#### SOURCE TEXT

Can we slow down the 2nd wave of COVID19?

Can we slow down the 2nd wave of COVID19?

Seven months into the pandemic, Canadians are getting used to wearing a mask, keeping a physical distance from others, and staying at home as much as possible to help limit the spread. But, the 2nd wave of COVID19 has surfaced with the number of cases across the country surging again.

At first glance, the second wave may seem less dangerous than the first one as we believe that medical experts now have a better idea of the virus, testing capacity has drastically improved, and stocks of personal protective equipment
have grown. However, the 2nd wave of COVID19 is no less of a threat than the first.

We still need to take the 2nd wave seriously

According to an infectious disease specialist, the second wave of the pandemic in Canada is largely being spread among younger, healthier populations that was in the spring, when long-term care homes were hit hardest. Although the survival rate for those who are hospitalized is much higher due to the expanded knowledge about how to treat the virus, the number of people who will get very sick and die will start to go up with numbers soaring in younger populations. Also, the more the virus spreads in the community, the harder it will be to keep it out of seniors’ residences, and long-term care homes where the impact can be devastating.

Experts are also worried about whether Canadians will be resistant to the idea of re-entering lockdown if it’s deemed necessary. If people are not willing to follow public health directives, that’s when this pandemic would become much worse than it is and potentially worse than the first wave.

2nd wave would hit indigenous communities harder

Indigenous communities have been facing an alarming rise in the number of new and active COVID19 cases. During the first months of the pandemic, infection rates on reserves were relatively low compared to the general public. But in the past six weeks, there have been outbreaks in Indigenous communities across the country. Indigenous Services Canada reported that the rise in new and active COVID19 cases has been linked to private gatherings, as well as exposure to positive cases from outside of communities.

What can we do to slow down the 2nd wave?

########
#### AVAILABLE DATA

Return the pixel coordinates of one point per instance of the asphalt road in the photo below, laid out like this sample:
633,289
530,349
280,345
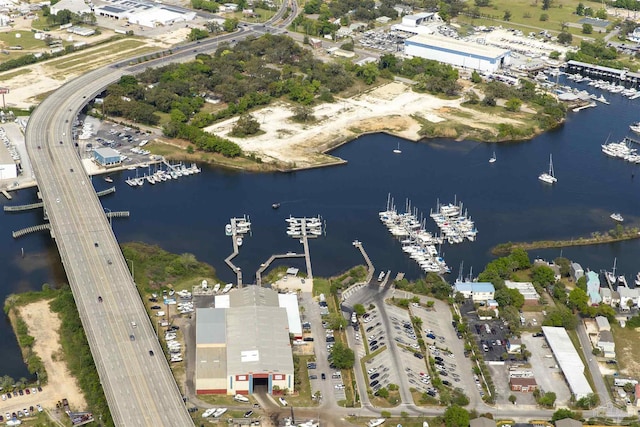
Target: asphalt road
136,378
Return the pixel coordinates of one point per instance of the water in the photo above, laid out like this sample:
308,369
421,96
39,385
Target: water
505,199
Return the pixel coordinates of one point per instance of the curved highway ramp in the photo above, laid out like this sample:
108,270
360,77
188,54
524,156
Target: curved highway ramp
134,373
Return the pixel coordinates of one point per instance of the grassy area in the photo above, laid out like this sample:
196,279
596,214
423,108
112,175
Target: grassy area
98,54
11,74
26,39
525,16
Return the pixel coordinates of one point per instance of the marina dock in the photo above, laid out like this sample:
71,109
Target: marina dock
272,258
236,229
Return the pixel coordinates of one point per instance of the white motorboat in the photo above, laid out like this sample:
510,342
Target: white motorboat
548,177
616,217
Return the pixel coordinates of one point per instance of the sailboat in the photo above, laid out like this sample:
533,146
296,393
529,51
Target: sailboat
548,177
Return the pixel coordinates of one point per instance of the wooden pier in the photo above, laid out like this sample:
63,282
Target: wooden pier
272,258
235,234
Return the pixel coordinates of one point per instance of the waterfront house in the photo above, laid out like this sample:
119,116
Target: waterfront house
593,288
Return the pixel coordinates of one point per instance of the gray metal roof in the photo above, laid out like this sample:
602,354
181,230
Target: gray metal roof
259,340
210,326
253,296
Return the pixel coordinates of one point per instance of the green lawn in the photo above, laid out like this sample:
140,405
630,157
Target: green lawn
26,40
525,16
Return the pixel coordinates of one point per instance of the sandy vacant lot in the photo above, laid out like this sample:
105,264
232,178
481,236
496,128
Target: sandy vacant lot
386,108
44,326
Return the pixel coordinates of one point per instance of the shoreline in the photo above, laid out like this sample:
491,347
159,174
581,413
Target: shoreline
503,249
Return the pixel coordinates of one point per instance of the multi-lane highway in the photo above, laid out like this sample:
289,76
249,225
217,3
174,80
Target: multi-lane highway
134,373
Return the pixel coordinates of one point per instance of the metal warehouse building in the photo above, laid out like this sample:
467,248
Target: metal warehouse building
244,345
457,53
107,157
569,360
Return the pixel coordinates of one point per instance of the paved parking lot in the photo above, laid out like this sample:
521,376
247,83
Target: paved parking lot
547,375
446,348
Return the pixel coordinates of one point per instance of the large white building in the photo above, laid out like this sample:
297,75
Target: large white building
244,345
569,361
458,53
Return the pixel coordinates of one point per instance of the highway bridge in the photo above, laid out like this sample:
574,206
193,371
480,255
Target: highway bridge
134,373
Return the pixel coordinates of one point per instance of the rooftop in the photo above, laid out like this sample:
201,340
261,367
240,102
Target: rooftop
457,46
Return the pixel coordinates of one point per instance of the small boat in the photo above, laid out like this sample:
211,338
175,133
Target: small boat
548,177
616,217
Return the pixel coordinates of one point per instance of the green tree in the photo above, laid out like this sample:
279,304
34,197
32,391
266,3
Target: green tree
563,413
230,24
513,105
197,34
565,37
543,275
548,400
245,125
342,356
578,299
456,416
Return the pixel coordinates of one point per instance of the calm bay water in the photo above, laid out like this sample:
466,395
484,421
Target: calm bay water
505,199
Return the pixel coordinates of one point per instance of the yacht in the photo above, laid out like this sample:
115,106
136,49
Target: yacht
616,217
548,177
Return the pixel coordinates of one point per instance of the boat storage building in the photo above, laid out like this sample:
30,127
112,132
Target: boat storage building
244,345
458,53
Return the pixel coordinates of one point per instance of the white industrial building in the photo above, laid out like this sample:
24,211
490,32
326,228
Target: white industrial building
8,168
144,13
244,346
75,6
458,53
569,361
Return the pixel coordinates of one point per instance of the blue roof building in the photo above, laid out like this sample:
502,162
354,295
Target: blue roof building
593,288
107,157
477,291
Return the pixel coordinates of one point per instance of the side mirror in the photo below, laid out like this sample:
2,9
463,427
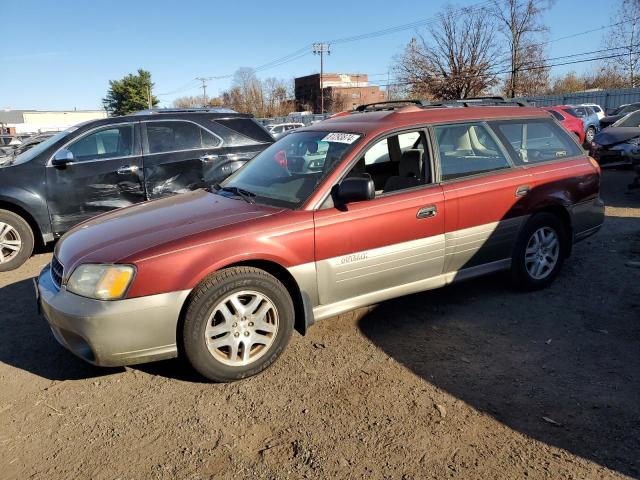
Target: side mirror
62,158
354,189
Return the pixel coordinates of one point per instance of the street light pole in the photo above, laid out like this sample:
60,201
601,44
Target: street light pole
321,49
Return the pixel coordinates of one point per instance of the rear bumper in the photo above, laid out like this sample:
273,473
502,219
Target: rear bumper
113,333
587,218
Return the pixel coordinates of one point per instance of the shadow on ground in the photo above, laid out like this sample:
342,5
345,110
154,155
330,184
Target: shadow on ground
560,365
27,343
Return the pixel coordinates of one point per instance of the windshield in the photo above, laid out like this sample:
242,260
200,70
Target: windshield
41,147
627,109
630,120
287,173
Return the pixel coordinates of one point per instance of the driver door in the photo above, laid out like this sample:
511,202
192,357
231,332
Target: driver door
105,173
393,242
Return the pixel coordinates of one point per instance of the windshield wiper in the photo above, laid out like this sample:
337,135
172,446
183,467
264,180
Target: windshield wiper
246,195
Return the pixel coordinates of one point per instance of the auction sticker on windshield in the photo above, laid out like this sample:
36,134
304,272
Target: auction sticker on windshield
341,137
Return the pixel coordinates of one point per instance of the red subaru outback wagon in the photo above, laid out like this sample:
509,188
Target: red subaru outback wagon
379,203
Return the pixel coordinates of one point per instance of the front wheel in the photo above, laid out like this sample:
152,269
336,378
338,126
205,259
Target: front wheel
16,241
539,252
238,322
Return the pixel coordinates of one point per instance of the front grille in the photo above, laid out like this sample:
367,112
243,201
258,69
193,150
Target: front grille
56,271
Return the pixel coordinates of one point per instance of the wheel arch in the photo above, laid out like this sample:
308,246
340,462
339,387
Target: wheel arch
27,216
301,303
563,214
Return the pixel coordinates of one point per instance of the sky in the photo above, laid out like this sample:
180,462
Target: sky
61,55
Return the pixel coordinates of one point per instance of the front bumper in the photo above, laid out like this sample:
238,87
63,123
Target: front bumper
111,333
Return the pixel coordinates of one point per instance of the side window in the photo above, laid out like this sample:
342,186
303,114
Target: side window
173,136
556,115
537,140
111,142
396,163
468,150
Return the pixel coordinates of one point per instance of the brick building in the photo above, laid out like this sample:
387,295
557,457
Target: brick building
342,91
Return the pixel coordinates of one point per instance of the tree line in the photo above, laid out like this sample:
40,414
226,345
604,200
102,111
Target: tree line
500,47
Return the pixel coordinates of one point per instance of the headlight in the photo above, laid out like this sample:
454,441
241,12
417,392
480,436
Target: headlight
102,282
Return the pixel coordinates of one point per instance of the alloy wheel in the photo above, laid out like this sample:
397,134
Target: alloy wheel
542,253
10,242
241,328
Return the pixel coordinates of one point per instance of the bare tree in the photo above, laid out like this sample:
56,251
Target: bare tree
519,22
624,36
454,60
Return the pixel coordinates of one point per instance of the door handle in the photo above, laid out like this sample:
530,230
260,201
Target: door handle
127,169
211,157
426,212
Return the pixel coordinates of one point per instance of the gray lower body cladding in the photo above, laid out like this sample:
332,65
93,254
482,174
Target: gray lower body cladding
112,333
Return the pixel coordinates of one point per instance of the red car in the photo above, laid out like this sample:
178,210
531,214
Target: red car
571,123
349,212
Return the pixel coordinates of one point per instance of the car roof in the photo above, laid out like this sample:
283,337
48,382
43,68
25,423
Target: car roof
375,121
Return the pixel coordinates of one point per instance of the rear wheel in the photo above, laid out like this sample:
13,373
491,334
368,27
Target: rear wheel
238,322
539,252
16,241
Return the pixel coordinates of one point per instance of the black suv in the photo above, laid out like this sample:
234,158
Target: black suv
114,162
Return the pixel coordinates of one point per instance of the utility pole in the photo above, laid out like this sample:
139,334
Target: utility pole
321,49
204,89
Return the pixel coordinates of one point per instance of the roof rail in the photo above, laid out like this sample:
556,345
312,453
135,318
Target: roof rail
154,111
388,105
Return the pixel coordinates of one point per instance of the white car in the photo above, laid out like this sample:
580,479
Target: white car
279,129
597,108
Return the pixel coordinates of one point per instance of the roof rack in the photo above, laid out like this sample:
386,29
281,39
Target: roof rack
464,102
388,105
491,100
154,111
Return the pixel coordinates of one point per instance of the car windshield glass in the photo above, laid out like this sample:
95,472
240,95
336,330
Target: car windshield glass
628,109
41,147
630,120
287,173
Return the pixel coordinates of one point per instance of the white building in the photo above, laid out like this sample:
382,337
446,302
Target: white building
34,121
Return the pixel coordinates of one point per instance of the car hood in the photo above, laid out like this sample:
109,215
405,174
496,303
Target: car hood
613,135
123,233
610,118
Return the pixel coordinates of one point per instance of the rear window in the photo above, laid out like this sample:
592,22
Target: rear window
246,127
535,141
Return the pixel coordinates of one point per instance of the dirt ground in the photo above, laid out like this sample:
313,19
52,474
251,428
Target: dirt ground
471,381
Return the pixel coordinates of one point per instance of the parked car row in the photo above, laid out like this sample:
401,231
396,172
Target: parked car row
110,163
385,201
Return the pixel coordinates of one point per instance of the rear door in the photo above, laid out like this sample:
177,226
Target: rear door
177,155
106,173
481,191
388,245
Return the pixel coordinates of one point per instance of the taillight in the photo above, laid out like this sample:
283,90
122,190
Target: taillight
596,165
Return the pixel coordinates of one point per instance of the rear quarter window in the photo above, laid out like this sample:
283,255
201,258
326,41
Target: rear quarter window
536,141
247,127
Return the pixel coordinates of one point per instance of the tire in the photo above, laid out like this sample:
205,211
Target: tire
218,338
589,135
15,233
527,259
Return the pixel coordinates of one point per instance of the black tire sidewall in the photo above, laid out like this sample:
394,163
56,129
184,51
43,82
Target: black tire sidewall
207,296
519,271
26,237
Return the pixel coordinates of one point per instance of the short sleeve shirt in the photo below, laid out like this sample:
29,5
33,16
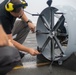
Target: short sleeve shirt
6,19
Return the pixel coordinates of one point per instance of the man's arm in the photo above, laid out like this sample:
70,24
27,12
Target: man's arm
3,37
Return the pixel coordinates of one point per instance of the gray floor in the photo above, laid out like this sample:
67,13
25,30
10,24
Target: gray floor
31,67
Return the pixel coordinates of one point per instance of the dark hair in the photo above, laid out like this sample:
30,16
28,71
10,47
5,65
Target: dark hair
16,2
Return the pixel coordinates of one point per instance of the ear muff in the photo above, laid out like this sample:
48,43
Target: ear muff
10,6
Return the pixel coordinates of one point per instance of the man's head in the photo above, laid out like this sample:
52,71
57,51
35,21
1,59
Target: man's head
15,5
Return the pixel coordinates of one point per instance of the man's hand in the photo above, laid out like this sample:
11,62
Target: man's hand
3,37
31,26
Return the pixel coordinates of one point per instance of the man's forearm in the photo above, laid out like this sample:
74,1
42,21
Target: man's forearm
3,37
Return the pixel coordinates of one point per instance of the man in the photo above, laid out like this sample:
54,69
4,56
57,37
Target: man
9,55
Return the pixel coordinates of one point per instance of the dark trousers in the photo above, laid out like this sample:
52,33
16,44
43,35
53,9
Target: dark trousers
9,58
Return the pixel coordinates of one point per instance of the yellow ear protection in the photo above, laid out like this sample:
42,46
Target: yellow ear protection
10,6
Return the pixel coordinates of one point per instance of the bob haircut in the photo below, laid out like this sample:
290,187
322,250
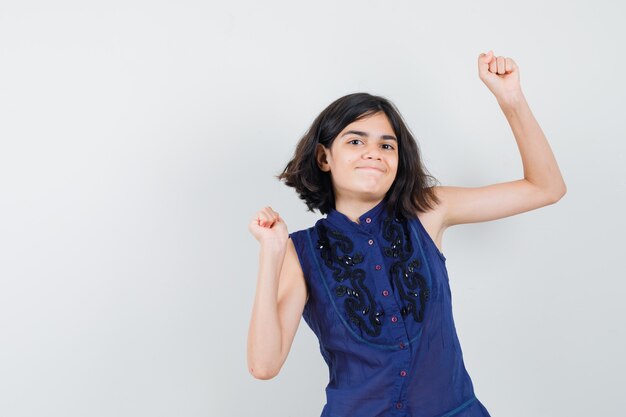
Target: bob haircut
411,190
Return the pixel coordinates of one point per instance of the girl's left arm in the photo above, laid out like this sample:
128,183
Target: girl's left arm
542,184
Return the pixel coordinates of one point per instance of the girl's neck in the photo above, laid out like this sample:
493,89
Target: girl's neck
353,209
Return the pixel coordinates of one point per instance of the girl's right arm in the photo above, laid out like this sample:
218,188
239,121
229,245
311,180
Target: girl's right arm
280,296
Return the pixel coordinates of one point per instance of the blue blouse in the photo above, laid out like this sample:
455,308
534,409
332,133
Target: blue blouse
380,305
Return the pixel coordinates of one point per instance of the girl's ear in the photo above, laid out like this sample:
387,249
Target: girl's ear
320,157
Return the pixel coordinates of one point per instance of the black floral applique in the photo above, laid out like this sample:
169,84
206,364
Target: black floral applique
404,275
358,301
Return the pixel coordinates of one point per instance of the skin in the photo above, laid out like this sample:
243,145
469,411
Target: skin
281,290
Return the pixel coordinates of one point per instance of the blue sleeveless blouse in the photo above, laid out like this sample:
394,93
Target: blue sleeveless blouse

########

**EXERCISE DESCRIPTION**:
Reproduce word for word the passage of the article on the second wave of COVID-19 that begins with "2nd wave would" and ends with "outside of communities.".

**TASK RESULT**:
2nd wave would hit indigenous communities harder

Indigenous communities have been facing an alarming rise in the number of new and active COVID19 cases. During the first months of the pandemic, infection rates on reserves were relatively low compared to the general public. But in the past six weeks, there have been outbreaks in Indigenous communities across the country. Indigenous Services Canada reported that the rise in new and active COVID19 cases has been linked to private gatherings, as well as exposure to positive cases from outside of communities.